Start
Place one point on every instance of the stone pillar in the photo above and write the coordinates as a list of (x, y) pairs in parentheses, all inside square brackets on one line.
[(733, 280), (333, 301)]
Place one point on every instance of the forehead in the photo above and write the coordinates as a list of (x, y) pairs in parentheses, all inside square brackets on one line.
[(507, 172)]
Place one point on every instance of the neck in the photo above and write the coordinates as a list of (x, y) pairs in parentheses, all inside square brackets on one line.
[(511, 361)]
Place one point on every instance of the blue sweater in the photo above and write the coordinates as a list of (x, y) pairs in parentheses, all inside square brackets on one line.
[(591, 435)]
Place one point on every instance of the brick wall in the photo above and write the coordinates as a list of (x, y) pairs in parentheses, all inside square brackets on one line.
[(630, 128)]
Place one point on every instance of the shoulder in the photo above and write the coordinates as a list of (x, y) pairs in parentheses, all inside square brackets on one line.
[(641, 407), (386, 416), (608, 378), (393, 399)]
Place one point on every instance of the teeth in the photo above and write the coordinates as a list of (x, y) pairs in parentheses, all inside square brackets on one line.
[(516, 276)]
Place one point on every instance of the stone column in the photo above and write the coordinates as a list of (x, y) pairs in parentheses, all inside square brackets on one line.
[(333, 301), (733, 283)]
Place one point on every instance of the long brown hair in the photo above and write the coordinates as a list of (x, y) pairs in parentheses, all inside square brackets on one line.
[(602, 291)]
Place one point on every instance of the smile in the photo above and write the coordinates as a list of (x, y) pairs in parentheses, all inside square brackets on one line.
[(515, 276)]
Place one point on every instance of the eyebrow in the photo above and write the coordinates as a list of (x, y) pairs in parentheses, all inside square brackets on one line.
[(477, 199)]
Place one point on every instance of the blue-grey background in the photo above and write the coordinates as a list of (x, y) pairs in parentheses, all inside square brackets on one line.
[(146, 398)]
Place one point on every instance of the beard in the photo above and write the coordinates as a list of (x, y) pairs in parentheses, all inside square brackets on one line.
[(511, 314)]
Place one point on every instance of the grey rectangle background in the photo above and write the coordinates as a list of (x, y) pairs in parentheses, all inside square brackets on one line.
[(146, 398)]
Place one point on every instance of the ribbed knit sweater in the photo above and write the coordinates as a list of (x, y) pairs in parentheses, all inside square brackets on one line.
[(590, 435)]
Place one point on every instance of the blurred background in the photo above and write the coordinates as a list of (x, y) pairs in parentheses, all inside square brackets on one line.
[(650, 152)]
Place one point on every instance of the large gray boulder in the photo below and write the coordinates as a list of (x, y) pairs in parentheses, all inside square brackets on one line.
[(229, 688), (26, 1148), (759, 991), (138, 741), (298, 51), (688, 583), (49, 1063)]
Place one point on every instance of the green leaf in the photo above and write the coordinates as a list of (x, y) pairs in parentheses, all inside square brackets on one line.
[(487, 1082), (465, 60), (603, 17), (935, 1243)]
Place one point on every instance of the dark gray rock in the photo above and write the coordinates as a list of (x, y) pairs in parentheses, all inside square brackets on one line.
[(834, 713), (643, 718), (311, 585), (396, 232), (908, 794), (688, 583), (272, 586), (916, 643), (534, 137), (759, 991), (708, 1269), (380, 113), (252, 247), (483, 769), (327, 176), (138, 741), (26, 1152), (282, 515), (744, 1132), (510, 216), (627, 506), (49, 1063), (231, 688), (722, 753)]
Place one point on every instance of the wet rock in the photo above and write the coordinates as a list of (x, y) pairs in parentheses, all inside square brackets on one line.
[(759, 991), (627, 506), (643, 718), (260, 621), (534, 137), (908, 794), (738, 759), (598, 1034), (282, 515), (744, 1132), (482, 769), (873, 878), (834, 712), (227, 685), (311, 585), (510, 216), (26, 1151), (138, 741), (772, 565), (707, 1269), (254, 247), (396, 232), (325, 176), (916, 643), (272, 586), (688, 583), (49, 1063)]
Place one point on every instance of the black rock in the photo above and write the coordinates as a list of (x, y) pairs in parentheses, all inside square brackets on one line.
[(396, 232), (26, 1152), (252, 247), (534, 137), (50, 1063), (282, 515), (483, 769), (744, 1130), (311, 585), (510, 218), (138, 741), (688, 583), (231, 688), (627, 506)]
End
> Stated task:
Please rewrite all of the records above, putting "a single point" in place of "one point" and leaving everything else as it is.

> Solved exercise:
Place a single point on every instance of the stone pillar in the photo above and write the coordinates as a list of (x, y) pairs in parentheses, all inside square brackets on one line.
[(733, 280), (333, 301)]
Place a single point on every instance of the forehead in the photo above and write the coordinates as a list of (x, y) pairs in parentheses, all inside square brackets on one line.
[(507, 172)]
Place a single point on every instance of the neck in the photo above and write the coordinates as a list of (x, y) pairs in parentheses, all inside square brackets on one line.
[(511, 361)]
Place a single point on every instance of the blue sweater in the photo above and write the coordinates as a list of (x, y) pairs in parentheses, all inside square brackets on one line.
[(591, 435)]
Place a single point on every instance of the brick wall in the photo above and write the coordinates as a list of (x, y) pairs in parentheses, all inside square brackets on one line.
[(630, 128)]
Place a single point on every instance of the shoulder in the photo above and write the coordinates as a list of (x, y) pairs in parentheses, all inside square brackets on one line.
[(641, 407), (386, 416), (608, 378), (393, 399)]
Place a single point on every instance of the teeth in the photo above and write the coordinates as a list of (x, y) pairs in parentheses, all inside square brackets on one line.
[(516, 276)]
Place a single point on every instance of the stone column in the photo above and write the coordinates as a list of (x, y) pairs in parentheses, all inside square brackets on one line.
[(333, 301), (733, 283)]
Place a single point on every instance of the long brown hair in the photo above and write the coordinates as a list of (x, y) pairs in parentheses, all inside square brackets on one line.
[(602, 291)]
Place a single point on every instance of the smile in the photo above and write the coordinates as a list of (x, y) pairs in parentheses, all inside square brackets on one line.
[(515, 276)]
Place a single point on every instance of the eyebrow in the photo above and write the coordinates as a list of (x, y) pairs in parentheses, all inside square brackets on one line.
[(477, 199)]
Place a single point on every instance of the blue-grey background in the photo above and write the coordinates as a list of (x, y) pairs in parentheses, all inside square brackets on one line.
[(146, 398)]
Place a single point on every instance of the beard in the photo above and write the coordinates as a list of (x, y) pairs in parentheses, all inside square brackets on one line.
[(511, 314)]
Place a single point on every instance of the grey rectangle background in the photo above and write the coordinates as a list of (x, y) pairs in parentheses, all inside square brackets on one line.
[(146, 398)]
Place a single point on every instance of the ribbed knit sweater in the photo above and write the coordinates as a list of (x, y) pairs in parentheses, all inside square brackets on one line.
[(590, 435)]
Place a single point on every instance of the blurred background in the photo above and write the coordinates as a list of (x, y) pairs in parentheses, all inside square brackets on one line.
[(650, 152)]
Place a single point on every instance of the large gray boulder in the photo below and write the coordinates as a list of (x, y) pairs in parentheses, all inside square brackets on one line.
[(229, 688), (26, 1148), (759, 991), (138, 741), (298, 51), (688, 583), (49, 1063)]
Place a single point on every instance of the green leaf in the photo above and write the coordinates as a list of (x, y) pairs in parentheses, all inside square brackets on one line.
[(487, 1082), (465, 60), (603, 17), (935, 1243)]
Place a single point on every instance of the dark gray rock in the photo above and write the coordinates as a list of (x, y) pairs in parentheses, all inside square brackets on one line.
[(834, 713), (643, 718), (311, 585), (396, 232), (908, 794), (688, 583), (272, 586), (916, 643), (534, 137), (759, 991), (708, 1269), (380, 113), (252, 247), (483, 769), (327, 176), (138, 741), (26, 1152), (282, 515), (744, 1132), (510, 216), (627, 506), (49, 1063), (231, 688), (722, 753)]
Place a single point on every instance of the wet rock in the photo above and write the coordinates as a list of (x, y) pairs in parentheses, all inside square brackets on one line.
[(759, 991), (627, 506), (643, 718), (260, 621), (534, 137), (908, 794), (738, 759), (598, 1034), (282, 515), (744, 1132), (482, 769), (873, 878), (834, 712), (227, 685), (311, 585), (510, 216), (26, 1151), (138, 741), (772, 565), (707, 1269), (254, 247), (396, 232), (325, 176), (916, 643), (272, 586), (688, 583), (49, 1063)]
Place a single point on every instance of the black rock in the photo above and write the coordinates as a list of (x, y) pairs in parentheses, all inside square brackets on one line.
[(396, 232), (26, 1152), (252, 247), (534, 137), (50, 1063), (282, 515), (483, 769), (744, 1130), (311, 585), (510, 218), (138, 741), (688, 583), (231, 688), (627, 506)]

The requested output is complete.